» Data records
* * *

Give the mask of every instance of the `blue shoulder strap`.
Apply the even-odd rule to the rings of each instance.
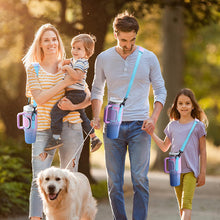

* * *

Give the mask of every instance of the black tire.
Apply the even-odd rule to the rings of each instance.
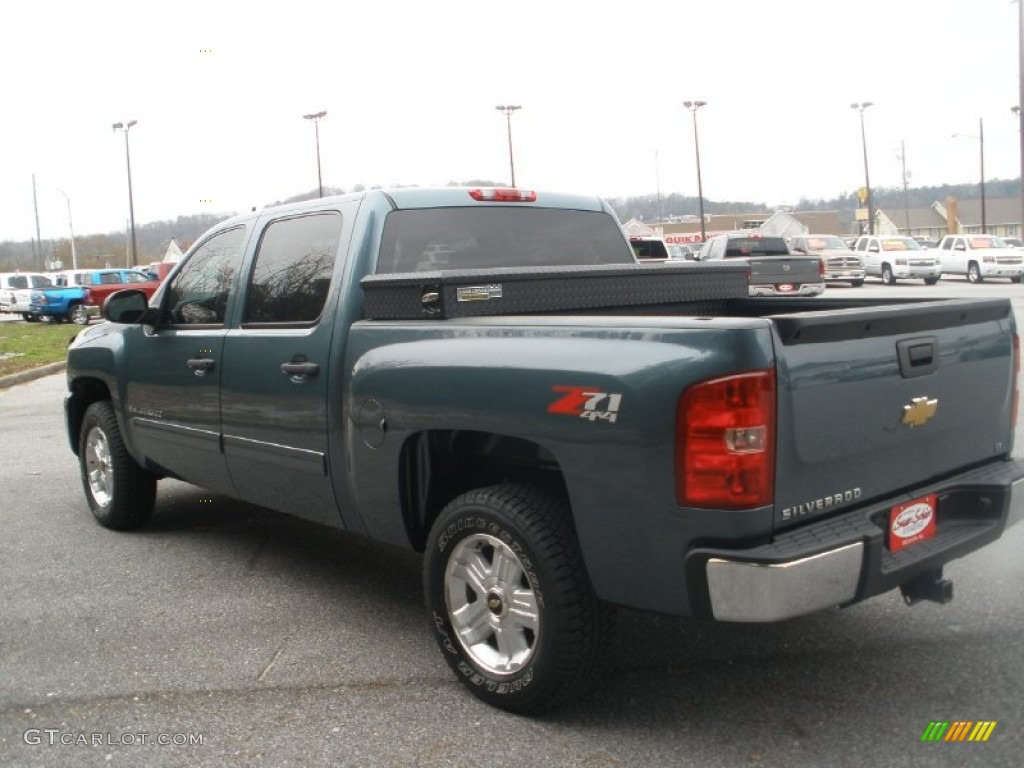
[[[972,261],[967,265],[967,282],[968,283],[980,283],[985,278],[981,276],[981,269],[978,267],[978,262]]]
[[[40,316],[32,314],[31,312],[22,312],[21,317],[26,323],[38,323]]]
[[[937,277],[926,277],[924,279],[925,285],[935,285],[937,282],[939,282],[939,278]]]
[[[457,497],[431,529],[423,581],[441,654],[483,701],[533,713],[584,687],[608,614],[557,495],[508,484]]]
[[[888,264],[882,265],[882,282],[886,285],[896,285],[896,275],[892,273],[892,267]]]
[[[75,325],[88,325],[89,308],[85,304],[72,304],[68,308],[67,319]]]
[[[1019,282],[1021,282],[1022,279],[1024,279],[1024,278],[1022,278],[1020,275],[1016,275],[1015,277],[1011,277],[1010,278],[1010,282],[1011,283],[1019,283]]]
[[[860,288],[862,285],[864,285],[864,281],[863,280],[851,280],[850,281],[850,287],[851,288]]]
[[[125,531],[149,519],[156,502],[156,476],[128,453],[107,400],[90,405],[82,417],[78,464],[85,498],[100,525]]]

* * *

» Task statement
Please show every line of the records that holds the word "mask".

» Output for this exercise
Give the mask of every instance of the `blue shoulder strap`.
Give the mask of every instance of the black tire.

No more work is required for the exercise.